RECORDS FOR THIS TASK
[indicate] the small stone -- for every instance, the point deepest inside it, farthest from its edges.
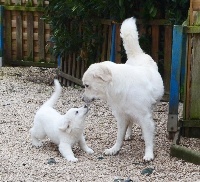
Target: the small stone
(147, 171)
(51, 161)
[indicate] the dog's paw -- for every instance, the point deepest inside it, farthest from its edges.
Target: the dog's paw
(111, 151)
(37, 144)
(148, 157)
(72, 159)
(89, 151)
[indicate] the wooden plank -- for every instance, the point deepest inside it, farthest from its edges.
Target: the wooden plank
(155, 42)
(19, 35)
(188, 79)
(8, 37)
(167, 57)
(28, 63)
(103, 52)
(24, 8)
(195, 5)
(30, 36)
(118, 44)
(69, 67)
(109, 41)
(195, 75)
(73, 67)
(65, 68)
(41, 38)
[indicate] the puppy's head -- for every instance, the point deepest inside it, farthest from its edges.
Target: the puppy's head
(95, 81)
(74, 119)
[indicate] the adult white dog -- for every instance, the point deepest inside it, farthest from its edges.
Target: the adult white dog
(130, 89)
(63, 130)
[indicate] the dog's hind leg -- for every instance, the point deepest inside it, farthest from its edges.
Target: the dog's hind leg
(128, 135)
(148, 129)
(121, 130)
(66, 151)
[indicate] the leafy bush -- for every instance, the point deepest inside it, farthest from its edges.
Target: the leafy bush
(75, 23)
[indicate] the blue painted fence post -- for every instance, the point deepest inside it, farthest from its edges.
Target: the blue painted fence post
(112, 51)
(1, 35)
(177, 56)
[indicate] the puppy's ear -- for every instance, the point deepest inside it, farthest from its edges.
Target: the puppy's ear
(104, 73)
(66, 127)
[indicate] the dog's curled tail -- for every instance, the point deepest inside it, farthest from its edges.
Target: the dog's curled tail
(55, 95)
(129, 35)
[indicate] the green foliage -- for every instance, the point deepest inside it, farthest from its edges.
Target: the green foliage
(76, 25)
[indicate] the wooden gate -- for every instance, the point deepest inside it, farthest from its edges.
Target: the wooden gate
(26, 34)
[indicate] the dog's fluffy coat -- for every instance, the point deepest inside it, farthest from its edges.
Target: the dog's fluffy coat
(63, 130)
(130, 89)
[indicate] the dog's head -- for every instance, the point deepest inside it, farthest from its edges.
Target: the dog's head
(74, 119)
(95, 81)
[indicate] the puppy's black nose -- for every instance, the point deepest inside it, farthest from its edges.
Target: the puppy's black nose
(83, 99)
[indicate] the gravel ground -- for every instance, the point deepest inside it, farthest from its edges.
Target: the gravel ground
(22, 92)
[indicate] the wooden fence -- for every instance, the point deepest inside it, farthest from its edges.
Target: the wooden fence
(26, 34)
(160, 32)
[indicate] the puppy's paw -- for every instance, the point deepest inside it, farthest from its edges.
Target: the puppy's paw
(111, 151)
(89, 151)
(148, 157)
(37, 144)
(72, 159)
(128, 138)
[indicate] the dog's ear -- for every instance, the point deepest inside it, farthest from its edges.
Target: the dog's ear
(66, 127)
(103, 72)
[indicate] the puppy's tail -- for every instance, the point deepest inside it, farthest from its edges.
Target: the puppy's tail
(129, 35)
(55, 95)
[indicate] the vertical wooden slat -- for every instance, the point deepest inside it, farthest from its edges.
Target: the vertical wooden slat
(167, 57)
(104, 43)
(69, 67)
(195, 75)
(65, 68)
(118, 44)
(109, 41)
(30, 46)
(73, 67)
(19, 35)
(41, 38)
(155, 42)
(8, 36)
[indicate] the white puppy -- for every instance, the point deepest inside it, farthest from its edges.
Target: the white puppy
(63, 130)
(130, 89)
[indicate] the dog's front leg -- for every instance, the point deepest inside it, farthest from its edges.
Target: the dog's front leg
(121, 130)
(66, 151)
(128, 135)
(84, 146)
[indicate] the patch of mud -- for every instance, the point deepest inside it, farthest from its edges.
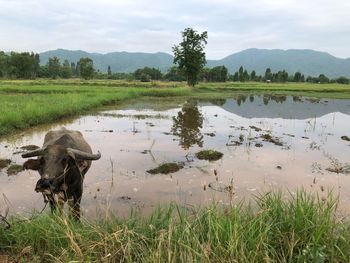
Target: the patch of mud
(135, 116)
(339, 170)
(30, 147)
(268, 138)
(210, 155)
(166, 168)
(290, 135)
(4, 163)
(14, 169)
(257, 129)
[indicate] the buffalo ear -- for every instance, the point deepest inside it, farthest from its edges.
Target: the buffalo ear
(32, 164)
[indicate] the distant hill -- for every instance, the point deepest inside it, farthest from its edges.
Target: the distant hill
(309, 62)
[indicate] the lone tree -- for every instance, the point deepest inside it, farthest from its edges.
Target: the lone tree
(86, 68)
(190, 55)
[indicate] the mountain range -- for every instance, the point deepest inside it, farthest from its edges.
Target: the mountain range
(306, 61)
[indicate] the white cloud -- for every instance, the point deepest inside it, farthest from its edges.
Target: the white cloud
(150, 26)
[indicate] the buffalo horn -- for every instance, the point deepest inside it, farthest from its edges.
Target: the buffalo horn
(37, 152)
(84, 155)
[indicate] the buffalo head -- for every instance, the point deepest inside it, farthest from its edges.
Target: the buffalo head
(55, 162)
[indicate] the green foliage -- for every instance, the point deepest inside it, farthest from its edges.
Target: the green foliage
(268, 74)
(175, 74)
(299, 228)
(218, 74)
(54, 66)
(66, 70)
(342, 80)
(28, 103)
(190, 55)
(323, 79)
(86, 68)
(19, 65)
(147, 74)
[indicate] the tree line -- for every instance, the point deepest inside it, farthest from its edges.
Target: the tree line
(26, 65)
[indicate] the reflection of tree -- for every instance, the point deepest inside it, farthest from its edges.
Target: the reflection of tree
(187, 125)
(240, 98)
(266, 99)
(218, 102)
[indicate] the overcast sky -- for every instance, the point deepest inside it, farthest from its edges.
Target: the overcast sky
(150, 26)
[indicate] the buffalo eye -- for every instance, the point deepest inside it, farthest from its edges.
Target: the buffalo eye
(64, 160)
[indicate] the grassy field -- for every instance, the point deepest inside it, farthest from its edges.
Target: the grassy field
(300, 228)
(28, 103)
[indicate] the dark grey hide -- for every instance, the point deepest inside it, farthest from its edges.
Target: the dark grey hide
(62, 163)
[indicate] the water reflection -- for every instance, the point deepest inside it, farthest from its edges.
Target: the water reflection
(187, 125)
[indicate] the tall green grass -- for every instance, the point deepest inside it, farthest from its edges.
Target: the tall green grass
(22, 110)
(28, 103)
(300, 228)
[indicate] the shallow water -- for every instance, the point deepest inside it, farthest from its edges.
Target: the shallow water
(137, 137)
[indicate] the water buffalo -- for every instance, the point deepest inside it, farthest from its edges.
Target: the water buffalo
(62, 163)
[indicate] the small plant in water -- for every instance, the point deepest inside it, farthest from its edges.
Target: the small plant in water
(166, 168)
(210, 155)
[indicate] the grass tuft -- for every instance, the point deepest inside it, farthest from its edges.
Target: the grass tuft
(300, 228)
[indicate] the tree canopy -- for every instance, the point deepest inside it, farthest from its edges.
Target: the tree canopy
(190, 55)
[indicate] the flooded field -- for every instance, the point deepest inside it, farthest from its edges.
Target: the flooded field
(268, 142)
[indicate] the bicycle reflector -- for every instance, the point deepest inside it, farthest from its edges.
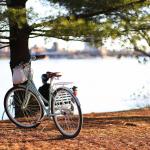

REQUIRED ACTION
Every line of the data should be copied as it stands, without the images.

RESULT
[indicate] the small stone -- for every instance, the point deepest inside it, farthest from its edges.
Target: the small stone
(147, 171)
(51, 161)
[indicate] the dog's paw -- for every instance, the point deepest inside it, farthest from its edges.
Target: the dog's paw
(111, 151)
(37, 144)
(148, 157)
(72, 159)
(89, 151)
[indicate] the wooden plank -- for every instance, the point deepest inside it, farthest from its edges.
Target: the wooden plank
(155, 42)
(19, 35)
(188, 79)
(8, 37)
(167, 57)
(28, 63)
(103, 52)
(24, 8)
(195, 5)
(30, 36)
(118, 44)
(69, 67)
(109, 41)
(195, 75)
(73, 67)
(65, 68)
(41, 38)
[indicate] the puppy's head -- for every instance, the point deepest inside it, farthest from its edges.
Target: the puppy's head
(95, 81)
(74, 119)
[indicate] the adult white dog -- for every instance, the point deepest inside it, farthest from its edges.
Target: the adult white dog
(130, 89)
(63, 130)
[indicate] the dog's hind leg -- for every instance, the point deepest inside it, farthest from its edges.
Target: the dog's hind leg
(128, 135)
(148, 129)
(121, 130)
(66, 151)
[indicate] the leafy bush -- for every instance, the point deepest inside it, farthest from its edges.
Target: the leafy bush
(75, 23)
[indicate] the blue painted fence post -- for every instance, the point deepest inside it, farthest from its edges.
Target: the blue painted fence post
(112, 51)
(1, 35)
(177, 56)
[indicate] the puppy's ear -- for every instance, the point deepest inside it, farthest from its edges.
Target: the puppy's ear
(104, 73)
(66, 127)
[indicate] the dog's curled tail -- for every instance, the point deepest inside it, farthest from its edges.
Target: the dog's curled tail
(55, 95)
(129, 35)
[indicate] the green foliage -- for every instance, the point deepest inside it, farthest from its edges.
Target: the green foliage
(76, 25)
[indicate] the wooden gate -- for every instance, the point deepest inside it, farthest from its edges.
Target: the wooden gate
(26, 34)
[indicate] the dog's fluffy coat -- for every instance, the point deepest inside it, farthest from its edges.
Target: the dog's fluffy coat
(63, 130)
(130, 89)
[indicate] the dog's head -- for every instance, the point deepest inside it, farthest from its edges.
Target: the dog's head
(74, 119)
(95, 81)
[indicate] the puppy's black nose -- for every instance, the point deepest inside it, farthest from its edges.
Target: the puppy's black nose
(83, 99)
[indicate] the gravel ground -- for every instance, the point deepest inside it, farthest from its edges.
Target: the gravel ground
(22, 92)
[indicate] the wooden fence -- for every instance, the point deepest inside it, farthest from its edges.
Target: the wooden fence
(26, 34)
(160, 32)
[indicate] the puppy's paw -- for every instance, the point deepest inside it, farthest from its edges.
Target: the puppy's paw
(111, 151)
(89, 151)
(148, 157)
(37, 144)
(72, 159)
(128, 138)
[indicate] the dog's ear -- for every instance, the point deepest inside it, farthest from its edges.
Target: the dog's ear
(66, 127)
(103, 72)
[indicate] the puppy's tail -- for every instance, the point deepest inside it, farthest from its edges.
Target: the puppy's tail
(129, 35)
(55, 95)
[indicate] the vertical wooden slat -- for every instance, the point deepest inside it, farthest from its edges.
Target: the vertical wooden slat
(167, 57)
(104, 43)
(69, 67)
(195, 75)
(65, 68)
(118, 44)
(109, 41)
(30, 46)
(73, 67)
(19, 35)
(41, 38)
(155, 42)
(8, 36)
[indicate] the white puppy -- for every instance, the point deepest inside it, farthest from its edges.
Target: the white puppy
(63, 130)
(130, 89)
[indicate] the dog's front leg -- for every instance, the point deepest inside it, farthest from its edges.
Target: the dog's front leg
(121, 130)
(66, 151)
(128, 135)
(84, 146)
[indicate] the patch of mud -- for every instance, the point deepest inside it, farthest from its edges.
Target: the patch of mud
(135, 116)
(339, 170)
(30, 147)
(268, 138)
(210, 155)
(166, 168)
(290, 135)
(4, 163)
(14, 169)
(257, 129)
[indicate] the buffalo ear -- for every instance, the point deepest inside it, farthest from its edges.
Target: the buffalo ear
(32, 164)
[indicate] the distant hill -- for every instance, the point deepest inside it, farthest from its edges.
Target: the distant hill
(309, 62)
[indicate] the lone tree -- for every instance, the point deepest inside it, farthest from its edges.
Target: the lone tree
(86, 68)
(190, 55)
[indicate] the mountain range -- for every instance, the point deepest inside it, farthest from its edges.
Target: the mountain range
(306, 61)
[indicate] the white cloud -- for every instance, the point deepest inside it, farthest from its edges.
Target: the white cloud
(150, 26)
[indicate] the buffalo horn -- for every instance, the point deepest inside it, farthest from its edges.
Target: the buffalo horn
(37, 152)
(84, 155)
[indicate] the buffalo head -- for every instance, the point deepest inside it, farthest from its edges.
Target: the buffalo head
(55, 162)
[indicate] the green foliage -- for every instance, the point deepest inside it, farthest from its edges.
Target: the green foliage
(268, 74)
(175, 74)
(299, 228)
(218, 74)
(54, 66)
(66, 70)
(342, 80)
(28, 103)
(190, 55)
(323, 79)
(86, 68)
(19, 65)
(147, 74)
[indicate] the tree line -- for every instance, the point deepest inside it, farthest from its edges.
Target: the tree line
(26, 65)
[indicate] the reflection of tree -- for every instance, the point deepest inside it, farthest from its edges.
Target: the reflection of tree
(187, 125)
(240, 98)
(266, 99)
(218, 102)
[indicate] the overcast sky -- for every instance, the point deepest inside it, farthest from its edges.
Target: the overcast sky
(150, 26)
[indicate] the buffalo eye -- for every instance, the point deepest inside it, farthest from its edges.
Target: the buffalo eye
(64, 160)
[indicate] the grassy field -- for every instance, the point deepest inside it, farthest from its edges.
Target: the grassy field
(300, 228)
(28, 103)
[indicate] the dark grey hide -- for every instance, the point deepest inside it, farthest from its edges.
Target: the dark grey hide
(62, 163)
[indicate] the water reflection -- for every instance, the point deepest inside it, farthest from its edges.
Target: the water reflection
(187, 125)
[indicate] the tall green grass -- for every instance, the point deepest inside it, farthest from its edges.
Target: the tall green grass
(22, 110)
(28, 103)
(300, 228)
[indicate] the shallow water -- for every instance, the point deepest inside it, farthest from its edges.
Target: the shallow water
(137, 137)
[indicate] the water buffalo -- for every instance, the point deepest inside it, farthest from its edges.
Target: the water buffalo
(62, 163)
[indicate] the small plant in water -- for every instance, the point deepest inside it, farthest from its edges.
Target: the small plant in water
(166, 168)
(210, 155)
[indicate] the grass tuft -- for every instance, the point deepest inside it, farthest from its edges.
Target: the grass tuft
(300, 228)
[indicate] the tree canopy -- for every instance, the point deepest inside it, farthest from its edges.
Target: the tree canopy
(190, 55)
[indicate] the flooded field -- for every instance, the point deepest inside it, farthest from its edges.
Target: the flooded field
(268, 142)
[indicate] the bicycle reflector -- for every instance, the point deepest inside it, farthest from its edges.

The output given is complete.